[Opening DATA SHOWN section]

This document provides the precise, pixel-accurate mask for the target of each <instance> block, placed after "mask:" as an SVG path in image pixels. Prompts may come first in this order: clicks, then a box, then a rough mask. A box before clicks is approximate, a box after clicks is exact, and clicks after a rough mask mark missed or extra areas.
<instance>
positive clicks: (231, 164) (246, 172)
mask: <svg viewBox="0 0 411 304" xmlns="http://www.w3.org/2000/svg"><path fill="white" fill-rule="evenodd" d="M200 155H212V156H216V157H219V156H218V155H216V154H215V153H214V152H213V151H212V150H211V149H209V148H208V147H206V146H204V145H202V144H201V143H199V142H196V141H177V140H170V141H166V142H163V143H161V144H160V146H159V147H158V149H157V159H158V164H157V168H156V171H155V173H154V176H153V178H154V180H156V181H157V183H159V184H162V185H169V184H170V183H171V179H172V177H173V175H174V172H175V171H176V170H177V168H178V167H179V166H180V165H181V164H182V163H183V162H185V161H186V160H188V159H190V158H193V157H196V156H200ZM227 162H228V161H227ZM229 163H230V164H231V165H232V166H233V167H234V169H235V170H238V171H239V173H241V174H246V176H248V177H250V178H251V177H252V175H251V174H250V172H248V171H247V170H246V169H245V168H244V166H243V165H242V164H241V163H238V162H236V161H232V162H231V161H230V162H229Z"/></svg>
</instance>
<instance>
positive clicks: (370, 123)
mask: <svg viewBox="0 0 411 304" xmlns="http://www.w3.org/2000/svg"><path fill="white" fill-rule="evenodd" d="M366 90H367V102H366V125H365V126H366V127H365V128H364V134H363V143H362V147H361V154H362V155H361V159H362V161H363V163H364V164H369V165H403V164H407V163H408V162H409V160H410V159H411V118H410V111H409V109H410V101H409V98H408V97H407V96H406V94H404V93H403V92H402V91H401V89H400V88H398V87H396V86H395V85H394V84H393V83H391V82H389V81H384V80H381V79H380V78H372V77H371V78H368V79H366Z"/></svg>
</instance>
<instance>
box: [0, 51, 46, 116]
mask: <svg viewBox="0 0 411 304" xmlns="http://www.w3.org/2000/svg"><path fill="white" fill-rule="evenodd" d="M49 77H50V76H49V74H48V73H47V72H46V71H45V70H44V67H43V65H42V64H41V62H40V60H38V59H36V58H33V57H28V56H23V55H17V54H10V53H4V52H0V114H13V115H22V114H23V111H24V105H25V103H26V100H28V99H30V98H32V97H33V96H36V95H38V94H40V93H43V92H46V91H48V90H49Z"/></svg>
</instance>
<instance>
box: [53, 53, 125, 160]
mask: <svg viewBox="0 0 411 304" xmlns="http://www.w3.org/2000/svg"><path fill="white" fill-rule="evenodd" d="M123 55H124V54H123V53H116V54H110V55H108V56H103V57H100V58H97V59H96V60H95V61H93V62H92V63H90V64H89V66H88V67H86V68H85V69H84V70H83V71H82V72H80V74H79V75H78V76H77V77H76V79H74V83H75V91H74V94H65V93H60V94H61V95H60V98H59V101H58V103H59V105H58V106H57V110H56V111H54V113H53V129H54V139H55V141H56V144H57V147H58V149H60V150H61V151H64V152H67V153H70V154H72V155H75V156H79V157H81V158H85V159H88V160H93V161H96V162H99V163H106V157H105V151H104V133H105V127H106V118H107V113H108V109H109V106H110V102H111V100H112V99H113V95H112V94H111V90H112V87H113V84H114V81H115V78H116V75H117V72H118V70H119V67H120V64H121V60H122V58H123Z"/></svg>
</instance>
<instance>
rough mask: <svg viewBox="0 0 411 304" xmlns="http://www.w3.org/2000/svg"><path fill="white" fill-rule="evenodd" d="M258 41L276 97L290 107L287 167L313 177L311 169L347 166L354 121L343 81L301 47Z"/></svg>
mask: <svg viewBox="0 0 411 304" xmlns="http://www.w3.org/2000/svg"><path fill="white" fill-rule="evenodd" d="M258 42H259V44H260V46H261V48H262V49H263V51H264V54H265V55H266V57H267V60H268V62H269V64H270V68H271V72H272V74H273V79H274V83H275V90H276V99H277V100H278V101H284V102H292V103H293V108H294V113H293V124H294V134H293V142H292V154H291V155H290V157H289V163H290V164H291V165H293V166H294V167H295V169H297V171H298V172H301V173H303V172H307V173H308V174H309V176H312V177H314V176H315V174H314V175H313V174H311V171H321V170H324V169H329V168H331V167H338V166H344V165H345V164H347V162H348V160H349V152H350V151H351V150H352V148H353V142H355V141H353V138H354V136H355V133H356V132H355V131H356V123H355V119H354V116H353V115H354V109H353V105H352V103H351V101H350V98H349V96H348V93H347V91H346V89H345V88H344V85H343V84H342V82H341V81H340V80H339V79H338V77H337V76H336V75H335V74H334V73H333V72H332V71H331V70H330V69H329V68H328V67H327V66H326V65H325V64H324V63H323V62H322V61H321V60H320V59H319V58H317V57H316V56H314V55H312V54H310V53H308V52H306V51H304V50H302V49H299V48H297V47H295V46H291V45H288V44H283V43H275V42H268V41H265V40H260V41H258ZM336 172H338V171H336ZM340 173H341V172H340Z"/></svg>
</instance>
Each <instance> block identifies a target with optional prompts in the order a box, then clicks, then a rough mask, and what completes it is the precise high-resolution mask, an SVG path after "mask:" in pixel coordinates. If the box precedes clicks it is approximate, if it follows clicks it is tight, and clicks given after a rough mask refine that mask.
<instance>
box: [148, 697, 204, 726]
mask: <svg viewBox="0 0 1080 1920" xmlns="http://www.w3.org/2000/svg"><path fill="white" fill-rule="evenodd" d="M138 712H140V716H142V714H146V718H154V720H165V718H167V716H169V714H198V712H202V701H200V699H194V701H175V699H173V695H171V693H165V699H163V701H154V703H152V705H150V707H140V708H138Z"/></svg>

[Closing DATA SHOWN section]

◆ BRIEF
Reproduce the records exactly as they appear.

◆ THE ANSWER
This document provides the precise, pixel-accurate mask for the target of each <instance> block, placed after "mask:" as an SVG path in image pixels. Prompts may come first in this order: clicks, then a box, then a rough mask. A box before clicks is approximate, a box after clicks is exact, and clicks after a rough mask mark missed or extra areas.
<instance>
positive clicks: (231, 164) (246, 172)
mask: <svg viewBox="0 0 411 304" xmlns="http://www.w3.org/2000/svg"><path fill="white" fill-rule="evenodd" d="M200 155H212V156H216V157H219V156H218V155H216V154H215V153H214V152H213V151H212V150H211V149H209V148H208V147H206V146H204V145H202V144H201V143H199V142H196V141H177V140H170V141H166V142H163V143H161V144H160V146H159V147H158V149H157V159H158V164H157V168H156V171H155V173H154V176H153V178H154V180H156V181H157V183H159V184H162V185H169V184H170V183H171V179H172V177H173V175H174V172H175V171H176V170H177V168H178V167H179V166H180V165H181V164H182V163H183V162H185V161H186V160H188V159H190V158H193V157H196V156H200ZM227 162H228V161H227ZM229 163H230V164H231V165H232V166H233V167H234V169H235V170H238V171H239V173H241V174H246V176H248V177H250V178H251V177H252V175H251V174H250V172H248V171H247V170H246V169H245V168H244V166H243V165H242V164H241V163H238V162H236V161H232V162H231V161H230V162H229Z"/></svg>
</instance>
<instance>
positive clicks: (370, 123)
mask: <svg viewBox="0 0 411 304" xmlns="http://www.w3.org/2000/svg"><path fill="white" fill-rule="evenodd" d="M366 90H367V102H366V125H365V126H366V127H365V128H364V134H363V143H362V147H361V154H362V155H361V159H362V161H363V163H364V164H369V165H403V164H407V163H408V162H409V160H410V159H411V118H410V111H409V109H410V101H409V98H408V97H407V96H406V94H404V93H403V92H402V91H401V89H400V88H398V87H396V86H395V85H394V84H393V83H391V82H389V81H384V80H381V79H380V78H372V77H371V78H368V79H366Z"/></svg>
</instance>
<instance>
box: [0, 51, 46, 116]
mask: <svg viewBox="0 0 411 304" xmlns="http://www.w3.org/2000/svg"><path fill="white" fill-rule="evenodd" d="M49 77H50V76H49V74H48V73H47V72H46V71H45V70H44V67H43V65H42V64H41V62H40V60H38V59H36V58H33V57H28V56H23V55H17V54H10V53H4V52H0V114H13V115H22V114H23V111H24V105H25V103H26V100H28V99H30V98H32V97H33V96H36V95H38V94H40V93H43V92H46V91H48V90H49Z"/></svg>
</instance>
<instance>
box: [53, 53, 125, 160]
mask: <svg viewBox="0 0 411 304" xmlns="http://www.w3.org/2000/svg"><path fill="white" fill-rule="evenodd" d="M123 55H124V54H123V53H116V54H110V55H108V56H103V57H100V58H97V59H96V60H95V61H93V62H92V63H90V64H89V66H88V67H86V68H85V69H84V70H83V71H82V72H80V74H79V75H78V76H77V77H76V79H74V83H75V91H74V94H65V93H60V94H61V95H60V98H59V101H58V103H59V105H58V106H57V110H56V111H54V113H53V129H54V139H55V141H56V144H57V147H58V149H60V150H61V151H64V152H67V153H70V154H72V155H75V156H79V157H81V158H85V159H88V160H93V161H96V162H99V163H106V157H105V151H104V133H105V127H106V118H107V113H108V109H109V106H110V102H111V100H112V99H113V95H112V94H111V90H112V87H113V84H114V81H115V78H116V75H117V72H118V70H119V67H120V64H121V60H122V58H123Z"/></svg>
</instance>
<instance>
rough mask: <svg viewBox="0 0 411 304" xmlns="http://www.w3.org/2000/svg"><path fill="white" fill-rule="evenodd" d="M258 41L276 97L290 107L287 167L313 177L311 169L347 166L354 121L343 81L301 47Z"/></svg>
mask: <svg viewBox="0 0 411 304" xmlns="http://www.w3.org/2000/svg"><path fill="white" fill-rule="evenodd" d="M258 42H259V44H260V46H261V48H262V49H263V51H264V54H265V55H266V57H267V60H268V62H269V64H270V68H271V72H272V74H273V79H274V83H275V90H276V99H277V100H278V101H284V102H292V103H293V108H294V113H293V124H294V134H293V142H292V154H291V155H290V157H289V163H290V164H291V165H293V166H294V167H295V169H297V171H298V172H301V173H303V172H307V173H308V174H309V176H312V177H314V176H315V174H314V175H313V174H311V171H321V170H324V169H329V168H331V167H338V166H344V165H345V164H347V162H348V160H349V152H350V151H351V150H352V148H353V142H355V141H353V138H354V136H355V133H356V132H355V131H356V123H355V119H354V116H353V115H354V109H353V105H352V103H351V101H350V98H349V96H348V93H347V91H346V89H345V88H344V85H343V84H342V82H341V81H340V80H339V79H338V77H337V76H336V75H335V74H334V73H333V72H332V71H331V70H330V69H329V68H328V67H327V66H326V65H325V64H324V63H323V62H322V61H321V60H320V59H319V58H317V57H316V56H314V55H312V54H310V53H308V52H306V51H304V50H302V49H299V48H297V47H295V46H291V45H288V44H283V43H275V42H268V41H265V40H260V41H258ZM336 172H338V171H336ZM340 173H341V172H340Z"/></svg>
</instance>
Each <instance> block identifies a target with optional prompts in the order a box, then clicks, then a rough mask, and what completes it is the precise high-resolution mask, an SVG path after "mask:" in pixel coordinates. If the box precedes clicks it is approximate, if it follows clicks it is tight, and clicks given after a rough mask refine that mask.
<instance>
box: [148, 697, 204, 726]
mask: <svg viewBox="0 0 1080 1920" xmlns="http://www.w3.org/2000/svg"><path fill="white" fill-rule="evenodd" d="M138 712H140V716H142V714H146V718H154V720H165V718H167V716H169V714H198V712H202V701H200V699H194V701H175V699H173V695H171V693H165V699H163V701H154V703H152V705H150V707H140V708H138Z"/></svg>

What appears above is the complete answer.